§ Stated exercise 1
Using the text on internal versus external successions, answer each question below on its own line, marked as shown:
(a) About what share of new CEOs at public firms are promoted from within?
(b) How does the board gain information about an internal candidate's capabilities?
(c) According to the model, what happens to internal successions when executive labor markets become more efficient?
§ Stated exercise 2
Translate this sentence from the text on internal versus external successions into French: "This enhanced internal candidate quality increases the likelihood of internal successions when CEO positions become vacant."
§ Stated exercise 3
Reproduce the part of the text on internal versus external successions starting with "Internal versus External" and going on through "in our setting.".

— begin Excerpted text —

Internal versus External Successions
A striking empirical pattern in CEO successions among public firms is the strong preference for internal candidates—approximately 80% of new CEOs are promoted from within. Our model provides a novel explanation for this phenomenon. By monitoring an internal candidate’s performance over time, the board gains valuable information about the candidates’s capabilities before making promotion decisions. This superior information about internal candidates drives internal succession in our setting.
Counterintuitively, our model demonstrates that more efficient executive labor markets lead to increased—rather than decreased—internal successions. While conventional wisdom suggests that reduced labor market frictions should facilitate external hiring, our analysis reveals a dominant secondary effect: when labor market frictions decrease, firms can more readily replace underperforming internal candidates, thereby elevating the average quality of their internal talent pool. This enhanced internal candidate quality increases the likelihood of internal successions when CEO positions become vacant. This finding challenges the assumption that high rates of internal succession indicate inefficient executive labor markets; instead, they may reflect optimally functioning markets where firms leverage their ability to develop, evaluate, and selectively retain internal talent.

— end Excerpted text —
— begin Data section —

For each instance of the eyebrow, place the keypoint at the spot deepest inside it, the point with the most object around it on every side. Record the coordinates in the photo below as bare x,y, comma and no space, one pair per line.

— end Data section —

§ Written solution 1
(a) Approximately 80%.
(b) By monitoring the internal candidate's performance over time.
(c) They increase.

§ Written solution 2
Cette meilleure qualité des candidats internes accroît la probabilité de successions internes lorsque des postes de PDG deviennent vacants.

§ Written solution 3
Internal versus External Successions
A striking empirical pattern in CEO successions among public firms is the strong preference for internal candidates—approximately 80% of new CEOs are promoted from within. Our model provides a novel explanation for this phenomenon. By monitoring an internal candidate’s performance over time, the board gains valuable information about the candidates’s capabilities before making promotion decisions. This superior information about internal candidates drives internal succession in our setting.